_WHAT IS NEEDED_
Copy out all of the following material word for word, line by line.

_MATERIAL_
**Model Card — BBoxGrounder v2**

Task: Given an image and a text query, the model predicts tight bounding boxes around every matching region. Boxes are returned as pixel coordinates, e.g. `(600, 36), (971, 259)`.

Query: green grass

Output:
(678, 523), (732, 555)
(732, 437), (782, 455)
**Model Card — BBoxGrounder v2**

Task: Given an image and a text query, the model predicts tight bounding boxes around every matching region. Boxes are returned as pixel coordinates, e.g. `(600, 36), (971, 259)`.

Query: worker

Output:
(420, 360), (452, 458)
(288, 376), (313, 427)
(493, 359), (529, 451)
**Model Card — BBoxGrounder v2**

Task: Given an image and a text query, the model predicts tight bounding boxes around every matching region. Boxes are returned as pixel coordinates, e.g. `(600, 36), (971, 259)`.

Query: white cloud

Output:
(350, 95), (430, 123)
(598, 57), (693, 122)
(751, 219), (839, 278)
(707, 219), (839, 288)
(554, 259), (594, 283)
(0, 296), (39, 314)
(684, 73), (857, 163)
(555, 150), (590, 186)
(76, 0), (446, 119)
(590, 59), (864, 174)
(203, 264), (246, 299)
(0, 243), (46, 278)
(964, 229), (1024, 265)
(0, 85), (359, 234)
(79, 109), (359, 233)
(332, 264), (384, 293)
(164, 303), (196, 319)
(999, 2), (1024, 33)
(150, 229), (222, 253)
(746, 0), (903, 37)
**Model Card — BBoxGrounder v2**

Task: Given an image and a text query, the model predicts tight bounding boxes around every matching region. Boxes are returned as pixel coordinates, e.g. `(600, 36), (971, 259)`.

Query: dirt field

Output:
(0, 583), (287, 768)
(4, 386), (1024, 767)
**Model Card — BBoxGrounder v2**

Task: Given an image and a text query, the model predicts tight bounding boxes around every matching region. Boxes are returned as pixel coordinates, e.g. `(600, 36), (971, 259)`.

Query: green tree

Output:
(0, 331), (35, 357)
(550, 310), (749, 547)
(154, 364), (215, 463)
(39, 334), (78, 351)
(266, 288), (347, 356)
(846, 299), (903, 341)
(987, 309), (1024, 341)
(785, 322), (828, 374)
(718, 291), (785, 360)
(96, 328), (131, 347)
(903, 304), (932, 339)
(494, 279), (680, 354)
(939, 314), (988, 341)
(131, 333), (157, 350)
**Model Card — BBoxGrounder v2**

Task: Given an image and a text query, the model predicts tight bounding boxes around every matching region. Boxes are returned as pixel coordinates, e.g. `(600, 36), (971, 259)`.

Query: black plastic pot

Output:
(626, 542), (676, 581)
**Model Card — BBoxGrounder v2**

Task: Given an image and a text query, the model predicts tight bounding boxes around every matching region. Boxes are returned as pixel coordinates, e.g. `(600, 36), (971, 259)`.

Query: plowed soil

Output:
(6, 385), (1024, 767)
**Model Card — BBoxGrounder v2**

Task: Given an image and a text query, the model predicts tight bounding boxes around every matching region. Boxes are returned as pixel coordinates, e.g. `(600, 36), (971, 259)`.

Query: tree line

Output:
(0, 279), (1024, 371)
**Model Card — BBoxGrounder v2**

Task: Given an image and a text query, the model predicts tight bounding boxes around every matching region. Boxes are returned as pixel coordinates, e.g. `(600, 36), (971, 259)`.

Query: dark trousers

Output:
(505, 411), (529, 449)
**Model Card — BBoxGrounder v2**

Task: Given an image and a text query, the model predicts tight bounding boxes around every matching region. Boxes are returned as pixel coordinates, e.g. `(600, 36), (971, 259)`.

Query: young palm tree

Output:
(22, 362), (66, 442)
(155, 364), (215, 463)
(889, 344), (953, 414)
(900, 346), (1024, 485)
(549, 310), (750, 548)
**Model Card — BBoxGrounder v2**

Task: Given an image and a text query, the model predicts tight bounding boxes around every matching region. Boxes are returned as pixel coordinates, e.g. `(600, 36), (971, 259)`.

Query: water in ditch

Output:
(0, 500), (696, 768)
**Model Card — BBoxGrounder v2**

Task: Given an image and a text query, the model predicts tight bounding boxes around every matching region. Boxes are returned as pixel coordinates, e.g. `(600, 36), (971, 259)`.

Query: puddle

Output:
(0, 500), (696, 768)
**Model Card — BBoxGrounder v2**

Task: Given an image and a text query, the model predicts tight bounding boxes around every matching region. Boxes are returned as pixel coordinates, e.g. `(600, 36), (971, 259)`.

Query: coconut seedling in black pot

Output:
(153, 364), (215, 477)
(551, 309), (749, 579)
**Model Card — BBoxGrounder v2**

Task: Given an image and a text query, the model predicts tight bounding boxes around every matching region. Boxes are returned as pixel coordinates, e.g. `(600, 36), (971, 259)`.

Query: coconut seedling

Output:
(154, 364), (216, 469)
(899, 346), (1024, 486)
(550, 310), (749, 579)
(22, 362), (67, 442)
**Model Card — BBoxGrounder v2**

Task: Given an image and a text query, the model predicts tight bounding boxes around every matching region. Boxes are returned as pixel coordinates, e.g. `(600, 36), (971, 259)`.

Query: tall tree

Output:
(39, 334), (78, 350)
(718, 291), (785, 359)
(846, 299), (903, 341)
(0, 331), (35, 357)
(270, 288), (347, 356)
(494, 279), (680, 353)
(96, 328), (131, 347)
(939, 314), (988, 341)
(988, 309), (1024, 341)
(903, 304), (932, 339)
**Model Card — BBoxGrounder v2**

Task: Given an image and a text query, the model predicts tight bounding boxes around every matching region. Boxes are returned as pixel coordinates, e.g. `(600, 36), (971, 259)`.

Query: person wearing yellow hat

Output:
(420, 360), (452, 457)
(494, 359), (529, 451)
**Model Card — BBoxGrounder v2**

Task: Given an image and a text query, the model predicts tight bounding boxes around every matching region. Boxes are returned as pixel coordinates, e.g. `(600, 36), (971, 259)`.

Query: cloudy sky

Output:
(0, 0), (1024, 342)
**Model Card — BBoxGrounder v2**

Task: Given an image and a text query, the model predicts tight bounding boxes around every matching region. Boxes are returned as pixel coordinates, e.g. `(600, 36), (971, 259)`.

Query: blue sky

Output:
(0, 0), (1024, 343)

_CORRECT RESPONSE_
**Model Card — BBoxGrounder v2**

Task: Given an image and a text query, the model predicts tight bounding boxes around every matching region. Boxes are returned as pixel coordinates, e.g. `(600, 36), (971, 259)`.

Query: green grass

Output:
(678, 523), (732, 555)
(732, 437), (782, 455)
**Model Card — BBoxGrounder v2**

Task: Given an image and a text query, the model predicts tight bounding boxes around every matching region. Boxes are returned as pixel coordinates, e.g. `(600, 36), (971, 259)`.

Query: worker

Output:
(420, 360), (452, 458)
(288, 376), (313, 427)
(493, 359), (529, 451)
**Model Card — BBoxGrounder v2**

Task: Given an image and a text query, the model predicts tight bounding boxes around every matching region. Boxes are returned as pixel coordinates, e.g. `(600, 36), (971, 259)`.

Query: white cloud

Output:
(350, 95), (430, 123)
(598, 57), (693, 122)
(751, 219), (839, 278)
(707, 219), (839, 288)
(554, 259), (594, 283)
(0, 296), (39, 314)
(684, 73), (857, 163)
(555, 150), (590, 186)
(76, 0), (446, 119)
(590, 59), (864, 174)
(203, 264), (246, 299)
(0, 243), (46, 278)
(964, 229), (1024, 265)
(0, 85), (359, 234)
(79, 109), (359, 233)
(332, 264), (384, 293)
(164, 303), (196, 319)
(999, 2), (1024, 33)
(150, 229), (222, 253)
(746, 0), (903, 37)
**Model Card — BBoxGrounder v2**

Task: Given an image and a text query, the model predicts tight bounding boxes around every matching region. Boxes are returned as pixel coordinates, e.g. `(600, 36), (971, 259)`.

Query: dirt field

Output:
(0, 583), (287, 768)
(4, 386), (1024, 767)
**Model Card — BBoxGrounder v2**

Task: Given an image and a text query, the model predicts tight bounding boxes around every matching region. Boxes are returned as pixel coordinates, e.g. `(600, 36), (971, 259)`.

Query: green tree

Output:
(0, 331), (35, 357)
(550, 310), (749, 547)
(154, 364), (215, 463)
(39, 334), (78, 351)
(266, 288), (347, 356)
(846, 299), (903, 341)
(987, 309), (1024, 341)
(785, 322), (828, 374)
(718, 291), (785, 360)
(96, 328), (131, 347)
(903, 304), (932, 339)
(494, 279), (680, 354)
(939, 314), (988, 341)
(131, 333), (157, 350)
**Model Card — BBoxGrounder v2**

Task: Given an image and a text query, the model predicts tight bounding boxes around every matching region. Boxes are returned as pixel coordinates, e.g. `(600, 36), (971, 259)`.

Query: black plastic pot

Output:
(626, 542), (676, 581)
**Model Card — BBoxGrounder v2**

Task: Given an image and a text query, the model predicts tight bounding boxes around every matching region. Boxes are returned as pixel coordinates, e.g. `(600, 36), (971, 259)`.

Query: plowed soil

Output:
(6, 385), (1024, 767)
**Model Card — BBoxGrounder v2**

Task: Given an image and a text query, the model predicts tight bounding boxes around every matching region. Boxes are returned as pixel coordinates, e.g. `(600, 36), (971, 259)`.

Query: tree line

Output:
(0, 279), (1024, 371)
**Model Card — BBoxGrounder v2**

Task: Given an image and a text query, the model predicts tight bounding boxes around every matching region. Boxes are returned as pixel coordinates, e.g. `(600, 36), (971, 259)`.

Query: dark trousers

Output:
(505, 411), (529, 449)
**Model Card — BBoxGrounder v2**

Task: Given an image and a text query, the model predicts tight bounding boxes around every matching region. Boxes are returned as pixel coordinates, e.g. `(600, 36), (971, 259)`.

Query: young palm tree

Output:
(22, 362), (66, 442)
(155, 364), (215, 463)
(889, 344), (953, 414)
(900, 346), (1024, 485)
(549, 310), (750, 548)
**Model Card — BBoxGrounder v2**

Task: Given an image and a text query, the model predicts tight bounding boxes around every matching region. Boxes are returned as pixel coordinates, e.g. `(600, 36), (971, 259)`.

Query: water in ditch

Output:
(0, 500), (696, 768)
**Model Card — BBoxGrounder v2**

Task: Given an image and a text query, the model predicts tight bounding boxes around every matching region. Boxes are returned as pixel coordinates, e.g. `(600, 36), (971, 259)`.

Query: puddle

Output:
(0, 500), (696, 768)
**Model Card — BBoxGrounder v2**

Task: Given an image and a text query, the model predicts tight bounding boxes around every matching region. Boxes are returned as pixel coordinates, e.g. `(600, 36), (971, 259)`.

Query: coconut seedling in black pot

Output:
(153, 364), (215, 477)
(551, 309), (749, 579)
**Model Card — BBoxGrounder v2**

Task: Given an image and a text query, the model predicts tight bounding boxes around every matching region. Boxes are returned as pixel coordinates, e.g. `(600, 36), (971, 259)`.

Query: coconut seedling

Output:
(154, 364), (216, 469)
(899, 346), (1024, 486)
(550, 310), (749, 579)
(22, 362), (67, 442)
**Model Card — BBoxGrounder v2**

Task: Given an image and a text query, the model predicts tight bounding boxes around every matching region. Boxes are returned as pixel coordinates, e.g. `(600, 36), (971, 259)`.

Query: tall tree

Output:
(39, 334), (78, 350)
(718, 291), (785, 359)
(846, 299), (903, 341)
(0, 331), (35, 357)
(270, 288), (347, 356)
(494, 279), (680, 353)
(96, 328), (131, 347)
(939, 314), (988, 341)
(988, 309), (1024, 341)
(903, 304), (932, 339)
**Model Card — BBoxGrounder v2**

Task: Given an image and a text query, the model predicts tight bounding boxes around every matching region. Boxes are returned as pixel coordinates, e.g. `(600, 36), (971, 259)`.

Query: person wearing yellow hat

Output:
(420, 360), (452, 457)
(494, 359), (529, 451)
**Model Card — BBoxGrounder v2**

Task: Given an image and a text query, the model predicts tight bounding boxes around every matching region. Boxes are returned as pixel coordinates, e.g. `(600, 36), (971, 259)`.

Query: cloudy sky

Output:
(0, 0), (1024, 342)
**Model Card — BBoxGrounder v2**

Task: Given an image and a text query, the model predicts tight bounding boxes around every matching region. Boxes are returned as pixel coordinates, e.g. `(600, 36), (971, 259)`.

Query: blue sky

Output:
(0, 0), (1024, 343)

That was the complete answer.